Deploying Custom Docker Image with Selenium on Scrapy Cloud

Modified on Mon, 9 Aug, 2021 at 4:05 PM

See shub documentation for the custom Docker image deployment instructions.


Chrome


Dockerfile Example for Chrome


FROM scrapinghub/scrapinghub-stack-scrapy:2.1
RUN apt-get update
RUN apt-get upgrade -y
RUN apt-get install zip unzip

#============================================
# Google Chrome
#============================================
# can specify versions by CHROME_VERSION;
#  e.g. google-chrome-stable=53.0.2785.101-1
#       google-chrome-beta=53.0.2785.92-1
#       google-chrome-unstable=54.0.2840.14-1
#       latest (equivalent to google-chrome-stable)
#       google-chrome-beta  (pull latest beta)
#============================================
ARG CHROME_VERSION="google-chrome-stable"

## Information supplied
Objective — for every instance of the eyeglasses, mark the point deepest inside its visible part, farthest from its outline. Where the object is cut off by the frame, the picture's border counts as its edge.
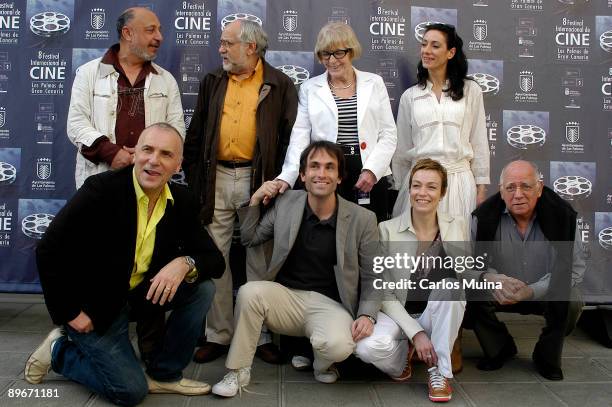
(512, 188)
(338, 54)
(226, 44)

## Required actions
**A.** Can you repeat the part of the Scrapy Cloud article between "FROM scrapinghub/scrapinghub-stack-scrapy:2.1" and "(pull latest beta)", inclusive?
**B.** In the Scrapy Cloud article, which base image does the Dockerfile for Chrome start from?
**C.** How would you say this sentence from the Scrapy Cloud article in Spanish: "See shub documentation for the custom Docker image deployment instructions."

## Outputs
**A.**
FROM scrapinghub/scrapinghub-stack-scrapy:2.1
RUN apt-get update
RUN apt-get upgrade -y
RUN apt-get install zip unzip

#============================================
# Google Chrome
#============================================
# can specify versions by CHROME_VERSION;
#  e.g. google-chrome-stable=53.0.2785.101-1
#       google-chrome-beta=53.0.2785.92-1
#       google-chrome-unstable=54.0.2840.14-1
#       latest (equivalent to google-chrome-stable)
#       google-chrome-beta  (pull latest beta)

**B.** scrapinghub/scrapinghub-stack-scrapy:2.1

**C.** Consulte la documentación de shub para ver las instrucciones de despliegue de la imagen de Docker personalizada.